» Work instruction 1:
Answer these questions from the article on Walmart and e-cigarettes:
(a) In which month was the first death from the vaping-related lung illness reported?
(b) To what age did Walmart raise the minimum for buying tobacco products?
(c) According to Walmart's statement, what will the company do before completing its exit?
» Work instruction 2:
List every level of government whose regulation Walmart's statement in the e-cigarette article names as a source of complexity and uncertainty.
» Work instruction 3:
From the article on Walmart and e-cigarettes, copy the passage that starts at "Walmart will stop" and ends at "to The Verge.".

» Selected text:
= Beginning of Section =

Walmart will stop selling e-cigarettes because of “regulatory complexity and uncertainty” surrounding the products. CNBC reported on an internal company memo about the change, and Walmart confirmed the news in a statement to The Verge.
“Given the growing federal, state and local regulatory complexity and uncertainty regarding e-cigarettes, we plan to discontinue the sale of electronic nicotine delivery products at all Walmart and Sam’s Club U.S. locations,” says the statement. “We will complete our exit after selling through current inventory.”
Walmart’s decision comes soon after US health officials announced the eighth death due to a mysterious vaping-related lung illness. The first death was reported in August. Since then, several media companies have pulled vaping ads, and policymakers have begun to tighten restrictions in the US and elsewhere. Yesterday, Sens. Mitt Romney (R-UT) and Jeff Merkley (D-OR) introduced a bill to ban e-cigarette flavors other than tobacco and apply new taxes to the products.
Walmart stopped selling fruit-flavored vaping products earlier this year
Walmart stopped selling fruit-flavored e-cigarette products earlier this year, and it raised the minimum age for buying tobacco products to 21. E-cigarettes have been promoted as a safer alternative to smoking cigarettes, but dessert-like flavors have been blamed for enticing teenagers into vaping.

= End of Section =

» Exercise data:

= Beginning of Section =

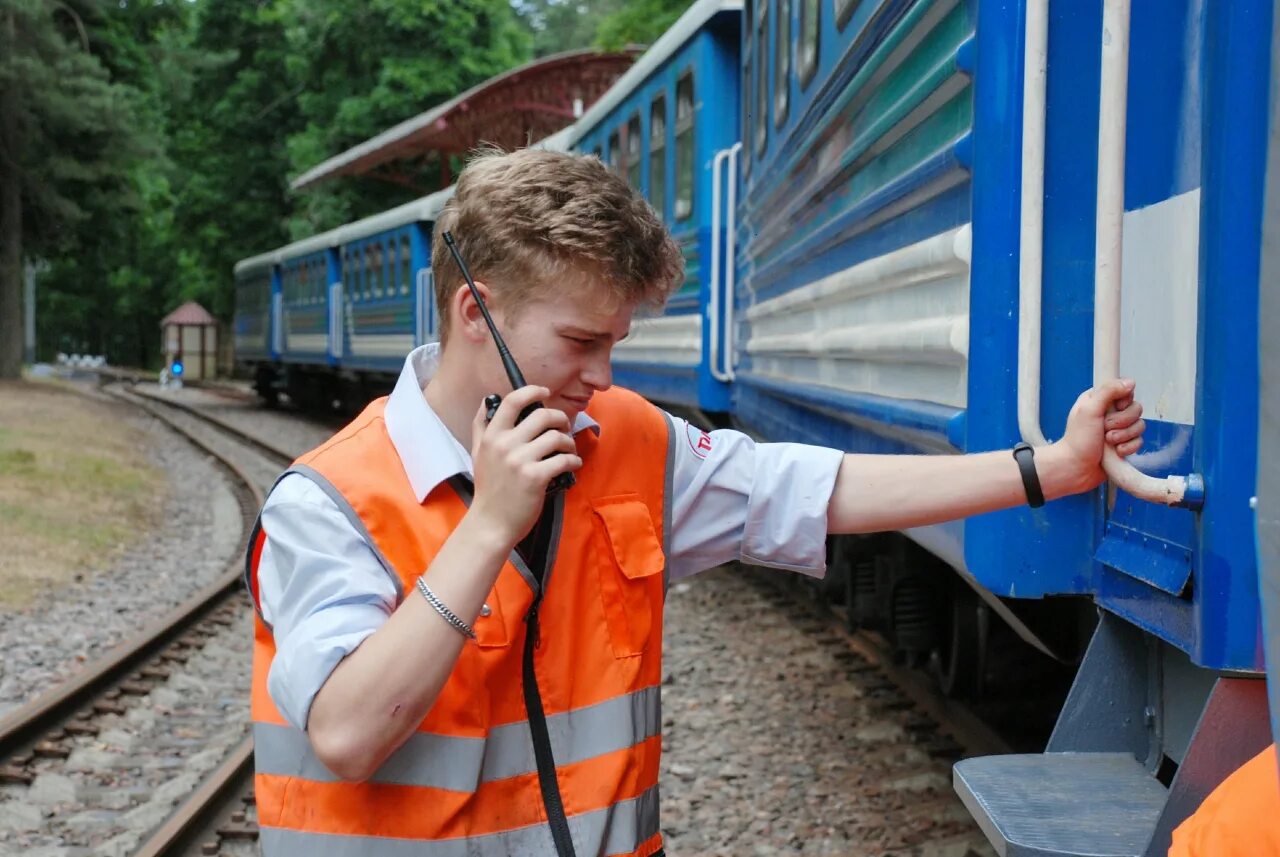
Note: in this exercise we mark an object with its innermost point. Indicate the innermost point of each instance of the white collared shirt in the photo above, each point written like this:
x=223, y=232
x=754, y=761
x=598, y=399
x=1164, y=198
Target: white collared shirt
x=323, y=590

= End of Section =

» Task response 1:
(a) August.
(b) 21.
(c) Sell through its current inventory.

» Task response 2:
Federal, state, local.

» Task response 3:
Walmart will stop selling e-cigarettes because of “regulatory complexity and uncertainty” surrounding the products. CNBC reported on an internal company memo about the change, and Walmart confirmed the news in a statement to The Verge.